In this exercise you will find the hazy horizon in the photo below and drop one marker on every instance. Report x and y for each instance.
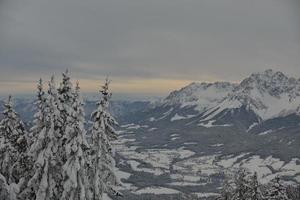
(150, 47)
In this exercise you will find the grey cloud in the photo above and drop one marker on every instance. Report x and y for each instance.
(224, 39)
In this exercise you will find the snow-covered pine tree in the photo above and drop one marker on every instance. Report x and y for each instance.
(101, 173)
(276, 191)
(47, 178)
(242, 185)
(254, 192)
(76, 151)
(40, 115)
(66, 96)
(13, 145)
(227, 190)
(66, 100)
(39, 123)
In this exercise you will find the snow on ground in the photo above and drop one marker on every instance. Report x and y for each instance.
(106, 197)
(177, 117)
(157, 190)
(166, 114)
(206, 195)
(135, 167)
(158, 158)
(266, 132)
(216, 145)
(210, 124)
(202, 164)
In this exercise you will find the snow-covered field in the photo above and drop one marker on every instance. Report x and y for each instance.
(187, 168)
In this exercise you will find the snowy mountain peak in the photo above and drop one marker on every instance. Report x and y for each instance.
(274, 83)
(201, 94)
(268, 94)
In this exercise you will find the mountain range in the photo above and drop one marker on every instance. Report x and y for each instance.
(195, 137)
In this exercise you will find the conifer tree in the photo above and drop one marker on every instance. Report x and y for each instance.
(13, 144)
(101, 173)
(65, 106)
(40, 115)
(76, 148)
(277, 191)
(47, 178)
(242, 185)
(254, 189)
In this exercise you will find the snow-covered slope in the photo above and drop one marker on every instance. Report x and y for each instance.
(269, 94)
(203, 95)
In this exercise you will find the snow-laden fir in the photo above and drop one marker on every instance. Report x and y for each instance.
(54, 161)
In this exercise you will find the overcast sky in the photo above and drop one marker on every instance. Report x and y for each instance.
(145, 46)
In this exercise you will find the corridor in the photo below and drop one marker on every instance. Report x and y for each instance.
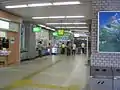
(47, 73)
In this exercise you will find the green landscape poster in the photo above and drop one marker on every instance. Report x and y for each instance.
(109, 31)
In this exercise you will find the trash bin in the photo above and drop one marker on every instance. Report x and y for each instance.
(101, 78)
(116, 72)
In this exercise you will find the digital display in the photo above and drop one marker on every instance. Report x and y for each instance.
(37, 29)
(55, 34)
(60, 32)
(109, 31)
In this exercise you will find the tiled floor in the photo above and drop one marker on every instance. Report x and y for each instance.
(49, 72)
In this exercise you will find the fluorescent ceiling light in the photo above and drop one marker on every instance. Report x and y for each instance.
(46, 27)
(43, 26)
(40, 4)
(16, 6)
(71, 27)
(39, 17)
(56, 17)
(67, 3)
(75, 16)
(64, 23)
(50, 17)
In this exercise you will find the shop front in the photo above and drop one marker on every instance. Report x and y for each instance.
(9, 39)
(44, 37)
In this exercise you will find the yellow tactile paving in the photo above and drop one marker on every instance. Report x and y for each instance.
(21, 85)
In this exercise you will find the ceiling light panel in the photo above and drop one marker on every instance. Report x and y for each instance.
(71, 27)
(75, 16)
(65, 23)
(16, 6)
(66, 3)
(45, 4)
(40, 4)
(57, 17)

☆ ☆ ☆

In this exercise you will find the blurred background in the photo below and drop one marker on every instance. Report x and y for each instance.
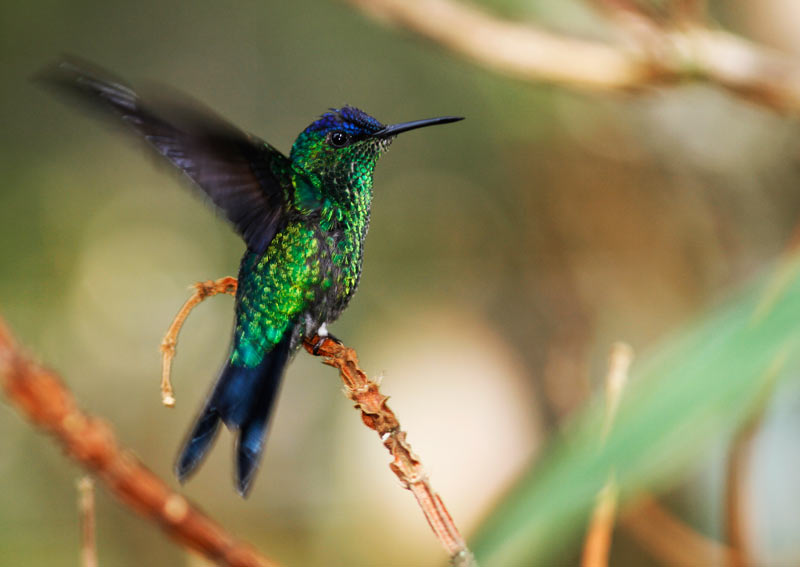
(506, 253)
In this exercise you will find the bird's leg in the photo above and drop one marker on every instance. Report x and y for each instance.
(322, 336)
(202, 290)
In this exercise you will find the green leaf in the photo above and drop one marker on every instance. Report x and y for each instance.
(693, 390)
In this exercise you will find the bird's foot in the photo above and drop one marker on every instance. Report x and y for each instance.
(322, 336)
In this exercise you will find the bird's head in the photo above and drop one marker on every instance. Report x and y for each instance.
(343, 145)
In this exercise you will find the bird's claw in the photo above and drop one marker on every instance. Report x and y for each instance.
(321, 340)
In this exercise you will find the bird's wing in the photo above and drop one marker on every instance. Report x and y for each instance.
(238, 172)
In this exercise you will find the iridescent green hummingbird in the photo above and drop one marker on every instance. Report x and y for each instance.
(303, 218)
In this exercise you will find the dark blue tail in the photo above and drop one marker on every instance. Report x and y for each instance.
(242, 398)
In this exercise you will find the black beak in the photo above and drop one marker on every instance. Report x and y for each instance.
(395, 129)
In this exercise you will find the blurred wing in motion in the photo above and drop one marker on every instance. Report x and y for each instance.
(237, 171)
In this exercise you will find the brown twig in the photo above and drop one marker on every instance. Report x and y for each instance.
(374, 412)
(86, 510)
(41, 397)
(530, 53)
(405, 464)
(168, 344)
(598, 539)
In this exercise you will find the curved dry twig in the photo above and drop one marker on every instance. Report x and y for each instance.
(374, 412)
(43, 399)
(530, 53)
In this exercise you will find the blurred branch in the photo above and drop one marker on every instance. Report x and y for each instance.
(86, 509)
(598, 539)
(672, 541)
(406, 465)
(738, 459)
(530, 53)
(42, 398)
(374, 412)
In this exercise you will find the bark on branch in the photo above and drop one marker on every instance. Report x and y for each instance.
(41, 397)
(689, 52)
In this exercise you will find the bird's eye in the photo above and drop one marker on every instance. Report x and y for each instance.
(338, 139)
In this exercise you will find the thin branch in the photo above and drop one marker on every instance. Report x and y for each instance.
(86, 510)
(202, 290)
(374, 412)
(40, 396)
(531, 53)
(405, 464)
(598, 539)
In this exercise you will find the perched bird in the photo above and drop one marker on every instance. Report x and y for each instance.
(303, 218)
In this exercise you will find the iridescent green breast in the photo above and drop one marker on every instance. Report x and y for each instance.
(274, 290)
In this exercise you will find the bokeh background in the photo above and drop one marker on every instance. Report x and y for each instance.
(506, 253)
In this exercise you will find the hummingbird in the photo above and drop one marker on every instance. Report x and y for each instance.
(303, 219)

☆ ☆ ☆

THE TASK>
Copy out every line from the two blocks above that contains the string "tree". Case counts in the match.

RESULT OF THIS TASK>
In this exercise you will find the snow-covered pine tree in the photo above and drop one marker on every instance. Report x and y for each instance.
In this exercise you will find the conifer tree in the photo above and drop one marker on every instance. Report x and y for each instance.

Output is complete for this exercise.